Quote every entry word for word.

[Opening RECORD EXTRACTS section]

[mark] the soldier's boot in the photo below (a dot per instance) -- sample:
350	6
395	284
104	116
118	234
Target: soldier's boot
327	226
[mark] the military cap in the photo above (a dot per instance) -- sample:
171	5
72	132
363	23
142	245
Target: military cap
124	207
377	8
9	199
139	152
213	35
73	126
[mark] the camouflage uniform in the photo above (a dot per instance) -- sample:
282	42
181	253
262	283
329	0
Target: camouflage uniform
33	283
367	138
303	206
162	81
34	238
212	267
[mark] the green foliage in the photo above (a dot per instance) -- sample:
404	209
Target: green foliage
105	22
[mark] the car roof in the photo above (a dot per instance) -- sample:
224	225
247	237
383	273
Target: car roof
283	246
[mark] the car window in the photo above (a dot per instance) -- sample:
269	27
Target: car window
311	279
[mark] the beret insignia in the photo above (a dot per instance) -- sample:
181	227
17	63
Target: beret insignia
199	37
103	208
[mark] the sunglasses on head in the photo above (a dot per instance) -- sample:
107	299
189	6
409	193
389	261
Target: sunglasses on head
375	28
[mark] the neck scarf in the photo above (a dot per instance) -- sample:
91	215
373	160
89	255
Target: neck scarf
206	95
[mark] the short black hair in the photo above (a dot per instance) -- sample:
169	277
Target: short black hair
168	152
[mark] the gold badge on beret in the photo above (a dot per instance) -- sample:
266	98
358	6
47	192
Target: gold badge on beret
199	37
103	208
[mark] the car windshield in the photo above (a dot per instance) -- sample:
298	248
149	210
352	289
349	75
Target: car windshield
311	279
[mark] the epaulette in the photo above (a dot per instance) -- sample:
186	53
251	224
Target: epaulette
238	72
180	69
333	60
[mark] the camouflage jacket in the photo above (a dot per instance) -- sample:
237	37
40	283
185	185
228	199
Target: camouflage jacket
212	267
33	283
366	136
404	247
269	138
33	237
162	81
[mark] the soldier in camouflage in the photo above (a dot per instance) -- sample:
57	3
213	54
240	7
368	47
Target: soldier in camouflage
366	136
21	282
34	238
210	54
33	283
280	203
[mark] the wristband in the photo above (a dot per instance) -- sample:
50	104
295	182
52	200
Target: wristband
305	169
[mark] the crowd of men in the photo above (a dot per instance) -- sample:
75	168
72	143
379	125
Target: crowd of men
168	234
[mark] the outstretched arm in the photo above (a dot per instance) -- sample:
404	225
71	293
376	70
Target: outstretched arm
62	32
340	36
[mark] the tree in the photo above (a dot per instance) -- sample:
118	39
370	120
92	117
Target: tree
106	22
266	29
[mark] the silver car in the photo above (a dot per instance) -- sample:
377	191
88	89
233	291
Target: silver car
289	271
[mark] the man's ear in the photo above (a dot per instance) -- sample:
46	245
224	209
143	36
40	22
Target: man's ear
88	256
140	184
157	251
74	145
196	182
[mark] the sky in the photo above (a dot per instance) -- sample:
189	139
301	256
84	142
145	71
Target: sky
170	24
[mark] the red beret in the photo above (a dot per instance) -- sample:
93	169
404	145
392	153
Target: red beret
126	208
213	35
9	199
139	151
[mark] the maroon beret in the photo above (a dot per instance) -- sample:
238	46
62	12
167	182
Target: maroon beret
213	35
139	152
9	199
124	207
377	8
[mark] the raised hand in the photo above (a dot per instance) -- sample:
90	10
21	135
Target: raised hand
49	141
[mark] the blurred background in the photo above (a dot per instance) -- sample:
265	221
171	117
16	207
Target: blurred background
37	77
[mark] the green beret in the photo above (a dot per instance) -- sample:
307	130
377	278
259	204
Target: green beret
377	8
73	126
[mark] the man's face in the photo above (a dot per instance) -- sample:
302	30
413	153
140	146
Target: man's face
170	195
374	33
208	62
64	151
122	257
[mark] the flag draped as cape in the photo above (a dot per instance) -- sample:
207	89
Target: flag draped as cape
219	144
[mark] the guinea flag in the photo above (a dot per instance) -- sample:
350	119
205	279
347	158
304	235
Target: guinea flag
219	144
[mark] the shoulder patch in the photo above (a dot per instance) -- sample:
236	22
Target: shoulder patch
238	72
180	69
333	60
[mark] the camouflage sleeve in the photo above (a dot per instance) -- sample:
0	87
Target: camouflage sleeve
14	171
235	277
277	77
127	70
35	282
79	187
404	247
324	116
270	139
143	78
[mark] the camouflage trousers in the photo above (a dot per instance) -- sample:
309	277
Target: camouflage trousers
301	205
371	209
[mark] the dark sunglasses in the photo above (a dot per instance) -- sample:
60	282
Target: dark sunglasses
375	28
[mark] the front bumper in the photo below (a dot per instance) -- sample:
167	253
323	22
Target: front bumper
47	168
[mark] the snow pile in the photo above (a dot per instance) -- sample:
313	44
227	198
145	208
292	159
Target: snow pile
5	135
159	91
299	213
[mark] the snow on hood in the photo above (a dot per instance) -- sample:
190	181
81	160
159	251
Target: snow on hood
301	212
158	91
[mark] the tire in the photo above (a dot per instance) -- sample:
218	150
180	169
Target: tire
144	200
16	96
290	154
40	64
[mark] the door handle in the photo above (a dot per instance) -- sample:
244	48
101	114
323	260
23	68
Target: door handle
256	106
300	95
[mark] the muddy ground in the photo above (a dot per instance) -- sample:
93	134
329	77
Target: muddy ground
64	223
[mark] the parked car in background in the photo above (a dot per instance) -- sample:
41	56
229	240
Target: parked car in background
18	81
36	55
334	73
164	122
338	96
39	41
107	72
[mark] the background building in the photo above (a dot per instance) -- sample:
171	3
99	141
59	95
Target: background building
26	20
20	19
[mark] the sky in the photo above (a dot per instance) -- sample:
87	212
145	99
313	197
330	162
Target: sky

[Closing RECORD EXTRACTS section]

■ EXPECTED ANSWER ■
[mark] the soldier's boot in the photo below (a dot per instance) -- sample:
350	6
395	284
104	116
118	234
Target: soldier's boot
327	226
[mark] the military cap in the photo above (a dot per instance) -- sample:
171	5
72	132
363	23
142	245
Target: military cap
124	207
377	8
9	199
139	152
213	35
73	126
[mark] the camouflage uniform in the photo above (a dot per instance) -- sample:
282	42
181	253
262	283
329	0
Target: camouflage uniform
33	283
367	138
303	206
162	81
34	238
212	267
[mark] the green foliage in the photo above (a dot per instance) -- sample:
404	209
Target: green foliage
105	22
[mark] the car roof in the photo above (a dot per instance) -- sample:
224	225
247	237
383	273
Target: car roof
283	246
[mark] the car window in the photo above (a dot per instance) -- sample:
269	27
Target: car window
311	279
[mark] the beret insignia in the photo above (a dot per instance) -- sample:
181	227
17	63
Target: beret insignia
199	37
103	208
[mark] the sunglasses on head in the photo above (a dot per instance) -- sample:
107	299
189	6
409	193
389	261
Target: sunglasses on head
375	28
[mark] the neck scarf in the photo above (a dot per instance) -- sample:
91	215
373	160
89	255
Target: neck scarf
206	95
[mark] the short black hair in the photo above (a dot per instance) -- sample:
169	277
Target: short black hair
168	152
[mark] the gold badge on beret in the photo above (a dot per instance) -- sample:
266	98
358	6
47	192
Target: gold badge on beret
199	37
103	208
[mark] the car windshield in the photo above (a dot per instance) -- sample:
298	248
149	210
352	289
349	75
Target: car windshield
311	279
[mark] the epaulette in the photo above (a dot per instance) -- sample:
186	53
251	224
Target: epaulette
238	72
180	69
333	60
[mark] the camouflage jacket in the photo above (a dot per instance) -- sample:
237	37
40	283
185	185
228	199
Target: camouflage jacket
212	267
33	283
366	136
404	247
269	138
33	237
162	81
[mark] the soldier in camouflage in the photo above (a dot per instance) -- sample:
57	3
213	54
240	7
368	47
Target: soldier in camouflage
366	136
21	282
34	238
210	54
33	283
280	203
[mark] the wristband in the photo above (a dot per instance) -- sample:
50	104
295	182
52	200
Target: wristband
305	169
[mark] the crowd of men in the photo above (a dot per instance) -- sample:
75	168
72	143
379	125
Target: crowd of men
168	234
[mark] the outstretched arm in the photo above (a dot per instance) -- sample:
404	225
71	293
376	70
Target: outstretched arm
62	32
340	36
[mark] the tree in the photo above (a dot per instance) -- sample:
118	39
370	120
92	117
Target: tree
106	22
266	29
[mark] the silver car in the photo above (a dot per instance) -- sample:
377	191
88	89
233	291
Target: silver car
289	271
[mark] the man's ear in the photo above (a dot per instance) -- sample:
46	245
224	209
143	36
40	22
Target: man's ear
88	256
140	184
157	251
74	145
196	182
[mark] the sky in the photo above (a dot per instance) -- sample:
189	139
301	256
84	142
145	71
Target: sky
170	24
[mark] the red beret in the photo above (a dot per instance) -- sample:
93	169
404	145
392	153
Target: red beret
126	208
213	35
9	199
139	151
[mark] the maroon beret in the photo above (a dot per instance) -- sample:
238	46
62	12
167	182
Target: maroon beret
213	35
139	152
9	199
124	207
377	8
[mark] the raised hand in the photo above (a dot per instance) -- sample:
90	10
21	135
Target: raised hand
49	141
[mark] the blurred background in the photo above (a dot per instance) -- sample:
265	221
171	117
16	207
Target: blurred background
37	77
[mark] the green beret in the photo above (a dot per instance) -- sample:
307	130
377	278
259	204
Target: green beret
377	8
73	126
[mark] the man's face in the photo above (a dot per instance) -- sample:
302	30
413	153
140	146
Target: man's face
170	195
374	33
208	62
64	151
122	257
[mark] the flag draped as cape in the photo above (a dot per instance) -- sample:
207	89
Target: flag draped as cape
219	144
[mark] the guinea flag in the photo above (a dot per instance) -- sample:
350	119
205	279
347	158
304	235
Target: guinea flag
219	144
[mark] the shoulder patch in the photo above (a dot per instance) -- sample:
236	22
Target: shoulder patch
238	72
180	69
333	60
[mark] the camouflage sleeve in the photo above (a dot per instance) -- sample:
0	87
Target: camouflage sleeve
14	171
235	277
277	77
127	70
35	282
79	187
404	247
324	116
270	139
143	78
[mark] the camouflage trousers in the photo above (a dot per instance) -- sample:
309	277
Target: camouflage trousers
301	205
371	209
[mark] the dark sunglasses in the photo above (a dot per instance) -- sample:
60	282
Target: dark sunglasses
375	28
[mark] the front bumper in the photo below (a dot per instance) -- sample:
167	253
323	22
Target: front bumper
47	168
[mark] the snow pile in the photo above (a dot per instance) -- sample:
313	44
227	198
145	208
292	159
Target: snow pile
5	135
159	91
299	213
[mark] the snow on hood in the photo above (a dot per instance) -- sample:
190	181
81	160
159	251
Target: snow on hood
301	212
158	91
[mark] the tire in the photo above (a dot per instance) -- sample:
218	150
180	169
Target: tire
144	200
16	96
290	154
40	64
[mark] the door handle in the photo above (a dot per instance) -- sample:
244	48
101	114
323	260
23	68
Target: door handle
256	106
300	95
[mark] the muddy ground in the photo above (a dot per instance) -- sample:
93	134
329	77
Target: muddy ground
64	223
[mark] the parked car in background in the photo above (a dot per instance) -- sample:
41	56
229	240
Target: parked car in background
18	81
36	55
334	73
164	122
338	96
39	41
107	72
[mark] the background building in the photo above (a dot per instance) -- sample:
171	3
99	141
59	95
Target: background building
26	20
20	19
[mark] the sky in the photo above (a dot per instance) -- sample:
87	212
145	99
313	197
330	162
Target: sky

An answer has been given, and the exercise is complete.